§ **What is required**: If a line in the data below holds the word "bare", copy it.

(Exercise material Opens)

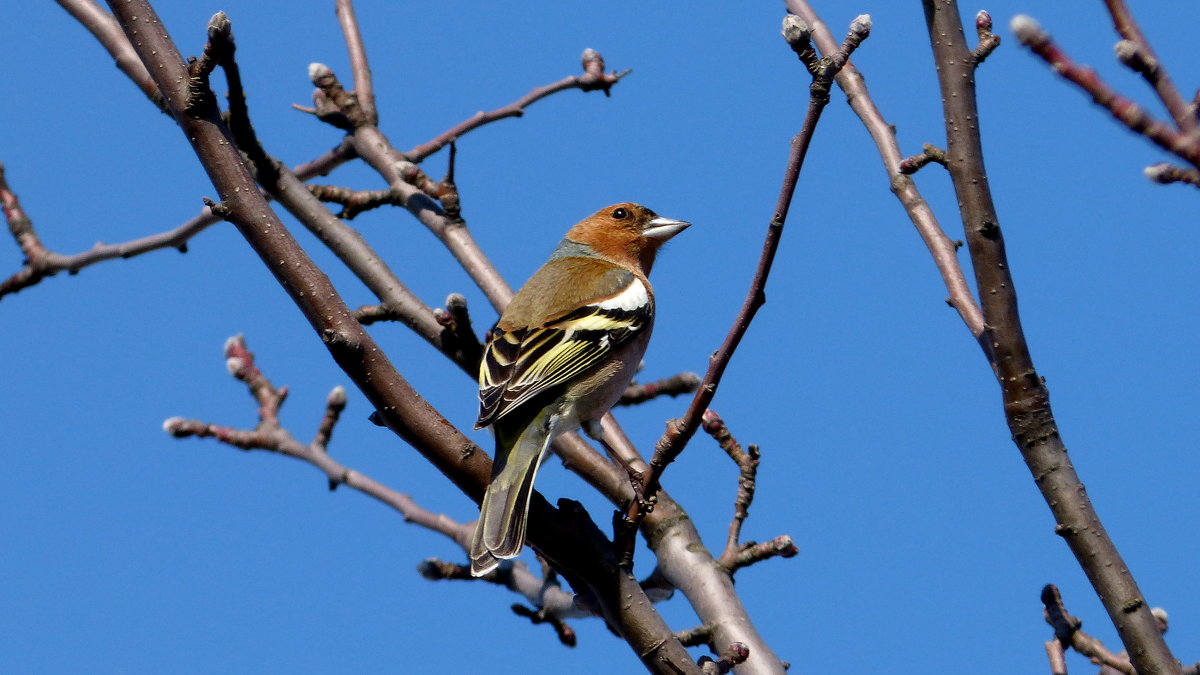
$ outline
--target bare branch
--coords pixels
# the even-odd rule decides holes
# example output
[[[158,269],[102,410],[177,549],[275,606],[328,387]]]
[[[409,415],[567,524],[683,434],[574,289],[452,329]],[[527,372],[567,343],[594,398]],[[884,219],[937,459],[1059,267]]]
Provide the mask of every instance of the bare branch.
[[[746,645],[734,642],[722,649],[715,660],[707,656],[700,657],[700,672],[704,675],[724,675],[749,656],[750,650],[746,648]]]
[[[1050,660],[1050,675],[1067,675],[1067,658],[1058,640],[1046,642],[1046,658]]]
[[[690,394],[696,391],[696,387],[700,386],[700,376],[695,373],[679,373],[671,377],[663,378],[655,382],[647,382],[646,384],[631,384],[621,394],[621,400],[617,401],[618,406],[637,405],[645,403],[659,396],[670,396],[672,398],[683,394]]]
[[[804,19],[812,31],[812,39],[822,50],[837,49],[837,41],[817,13],[809,6],[807,0],[787,0],[788,10]],[[942,276],[949,298],[946,302],[958,312],[967,330],[976,339],[983,336],[983,312],[979,303],[971,294],[963,275],[962,266],[958,262],[958,245],[946,236],[938,223],[933,209],[917,189],[913,179],[900,172],[900,146],[896,142],[896,133],[871,99],[866,81],[853,63],[847,63],[837,75],[838,86],[846,94],[850,107],[862,120],[863,126],[875,141],[879,157],[883,160],[883,168],[887,172],[888,183],[892,194],[900,200],[909,220],[912,221],[917,233],[925,242]]]
[[[712,410],[704,411],[704,431],[738,467],[737,497],[733,501],[733,520],[729,523],[729,536],[725,540],[725,550],[721,552],[717,562],[729,569],[733,567],[738,554],[738,541],[741,539],[742,524],[750,515],[750,503],[754,501],[754,489],[758,477],[759,453],[758,446],[751,445],[748,450],[742,450],[741,443],[729,432],[725,420]]]
[[[338,218],[354,220],[354,217],[364,211],[377,209],[380,206],[401,206],[400,195],[394,190],[352,190],[337,185],[308,184],[308,191],[323,202],[332,202],[342,206]]]
[[[1054,628],[1054,641],[1061,647],[1070,646],[1075,651],[1098,663],[1125,675],[1137,675],[1129,658],[1118,656],[1108,650],[1104,643],[1079,629],[1083,622],[1070,615],[1063,605],[1062,596],[1054,584],[1042,589],[1042,605],[1045,607],[1046,623]],[[1049,652],[1049,648],[1047,648]],[[1063,665],[1065,672],[1066,665]]]
[[[540,623],[550,624],[554,628],[554,634],[558,636],[559,642],[567,647],[575,646],[575,630],[554,613],[547,612],[545,609],[530,609],[525,605],[513,605],[512,611],[517,616],[529,619],[535,626]]]
[[[322,452],[329,451],[329,440],[333,437],[333,427],[337,425],[342,411],[346,409],[346,388],[338,385],[329,392],[325,399],[325,414],[317,426],[317,433],[309,445]]]
[[[124,39],[123,35],[121,39]],[[298,165],[293,171],[299,180],[307,180],[313,176],[329,173],[338,165],[353,157],[352,148],[349,144],[343,143],[312,161]],[[55,253],[46,250],[44,247],[34,257],[30,257],[26,253],[25,266],[8,279],[0,281],[0,298],[33,286],[42,279],[54,276],[64,270],[70,274],[75,274],[85,267],[90,267],[105,260],[133,258],[143,253],[164,248],[174,248],[181,253],[186,253],[187,243],[192,237],[208,229],[210,225],[220,222],[220,220],[220,218],[213,215],[211,209],[205,206],[201,209],[199,215],[179,227],[148,237],[141,237],[120,244],[97,243],[87,251],[73,255]],[[32,232],[32,226],[30,230]]]
[[[761,544],[753,541],[746,542],[738,546],[737,552],[733,555],[728,563],[722,563],[725,569],[729,570],[730,574],[737,572],[743,567],[749,567],[755,563],[768,560],[770,558],[791,558],[800,552],[796,548],[796,543],[786,534],[781,534],[771,541],[764,541]],[[722,558],[725,556],[722,555]]]
[[[789,45],[792,46],[793,50],[802,51],[804,48],[803,43],[808,39],[807,27],[794,16],[785,18],[783,25],[783,34]],[[716,394],[717,386],[720,384],[725,368],[729,365],[729,360],[733,357],[734,351],[737,350],[738,345],[741,343],[746,330],[749,329],[754,315],[766,303],[765,288],[767,277],[771,273],[771,265],[775,260],[775,253],[779,250],[779,241],[783,235],[784,223],[787,221],[792,195],[796,190],[796,182],[800,177],[800,168],[804,164],[804,157],[808,153],[809,144],[812,142],[813,134],[816,132],[817,122],[821,119],[821,112],[829,102],[829,87],[838,70],[846,63],[846,59],[850,53],[869,34],[870,27],[869,17],[864,15],[855,19],[850,25],[850,32],[842,48],[826,54],[820,60],[813,73],[808,110],[805,113],[804,123],[799,133],[792,139],[791,154],[788,158],[787,167],[784,170],[783,184],[779,190],[779,199],[775,206],[775,214],[767,225],[767,234],[763,240],[762,254],[759,257],[758,267],[754,272],[754,279],[751,281],[750,289],[746,293],[746,299],[743,301],[742,307],[734,319],[733,326],[725,336],[724,342],[710,360],[704,380],[701,382],[700,388],[696,391],[696,395],[692,398],[692,402],[688,406],[684,416],[667,422],[666,433],[655,444],[654,457],[650,461],[649,471],[647,471],[644,478],[638,499],[633,500],[626,510],[625,524],[619,528],[616,535],[615,543],[620,547],[619,550],[622,551],[623,564],[625,565],[632,564],[634,534],[637,531],[638,524],[645,518],[646,513],[653,508],[653,503],[649,499],[653,498],[654,493],[659,489],[659,479],[662,476],[663,470],[679,456],[679,453],[683,452],[688,441],[696,433],[705,409],[708,408],[708,404]]]
[[[964,43],[958,6],[941,0],[923,0],[923,4],[941,89],[947,168],[987,322],[981,345],[999,381],[1013,442],[1054,515],[1057,531],[1096,589],[1138,672],[1178,673],[1178,661],[1155,628],[1137,582],[1105,532],[1071,465],[1050,406],[1049,390],[1029,353],[1004,235],[984,166],[975,64]],[[1015,32],[1026,44],[1036,38],[1033,34],[1037,32],[1029,23],[1031,20],[1014,20]],[[1040,44],[1045,47],[1048,38]]]
[[[133,46],[121,32],[121,27],[117,25],[112,14],[104,11],[100,5],[91,0],[58,0],[58,5],[67,10],[71,16],[75,17],[76,21],[83,24],[83,27],[95,36],[96,40],[112,55],[117,68],[120,68],[121,72],[125,73],[137,85],[137,88],[142,90],[142,93],[156,108],[168,115],[171,114],[163,101],[162,94],[158,91],[158,85],[154,84],[150,73],[146,72],[146,67],[142,65],[141,60],[133,51]]]
[[[486,454],[400,376],[271,211],[215,106],[193,105],[182,58],[154,10],[144,0],[114,0],[111,7],[217,188],[222,201],[215,212],[237,226],[380,419],[460,489],[480,499],[491,469]],[[359,150],[362,154],[363,148]],[[575,505],[560,502],[560,510],[554,510],[535,498],[529,524],[532,543],[560,569],[570,570],[573,584],[585,585],[595,595],[605,618],[648,669],[694,672],[686,650],[645,600],[636,580],[611,564],[611,548],[584,527],[590,522],[585,518]]]
[[[946,166],[945,150],[942,150],[933,143],[926,143],[922,147],[924,148],[924,151],[921,154],[913,155],[912,157],[905,157],[904,159],[900,160],[900,165],[896,167],[896,170],[906,176],[911,176],[912,174],[920,171],[926,164],[931,162],[934,164],[941,164],[943,167]]]
[[[337,0],[337,18],[346,39],[346,51],[350,53],[350,68],[354,72],[354,94],[362,106],[363,114],[371,124],[379,123],[375,110],[375,90],[371,86],[371,66],[367,64],[367,50],[363,46],[362,33],[358,30],[358,18],[354,16],[351,0]]]
[[[1130,66],[1132,70],[1140,73],[1150,86],[1154,87],[1158,98],[1166,106],[1167,112],[1171,118],[1175,120],[1175,124],[1185,132],[1193,132],[1197,130],[1198,122],[1196,119],[1196,111],[1189,109],[1188,104],[1179,94],[1179,90],[1175,88],[1175,83],[1171,81],[1171,77],[1167,75],[1167,69],[1158,60],[1158,56],[1154,54],[1154,48],[1150,46],[1150,42],[1146,36],[1142,34],[1142,29],[1138,27],[1137,21],[1133,18],[1133,13],[1129,11],[1129,7],[1125,4],[1125,0],[1104,0],[1104,4],[1108,7],[1108,13],[1112,16],[1113,27],[1121,36],[1122,42],[1129,43],[1133,51],[1138,54],[1140,63],[1135,66]],[[1124,62],[1124,61],[1122,61]]]
[[[1131,131],[1150,139],[1160,148],[1200,168],[1200,135],[1180,133],[1155,119],[1130,99],[1118,94],[1096,71],[1075,63],[1050,34],[1032,18],[1022,14],[1012,20],[1017,40],[1042,58],[1054,72],[1074,83]]]
[[[446,147],[454,140],[461,138],[467,132],[478,129],[485,124],[491,124],[498,120],[509,117],[521,117],[525,114],[525,108],[536,103],[537,101],[546,98],[552,94],[557,94],[560,91],[568,89],[579,89],[584,92],[588,91],[603,91],[606,95],[621,78],[625,77],[632,70],[623,72],[613,71],[612,73],[604,72],[604,57],[594,49],[586,49],[583,52],[583,74],[570,75],[563,79],[547,84],[541,87],[534,87],[521,98],[509,103],[506,106],[501,106],[495,110],[487,112],[479,111],[462,122],[447,129],[437,138],[431,141],[422,143],[415,148],[404,153],[404,157],[410,162],[419,163],[426,157]]]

(Exercise material Closes)

§ **Result for this exercise**:
--target bare branch
Provide the mask of every instance of the bare branch.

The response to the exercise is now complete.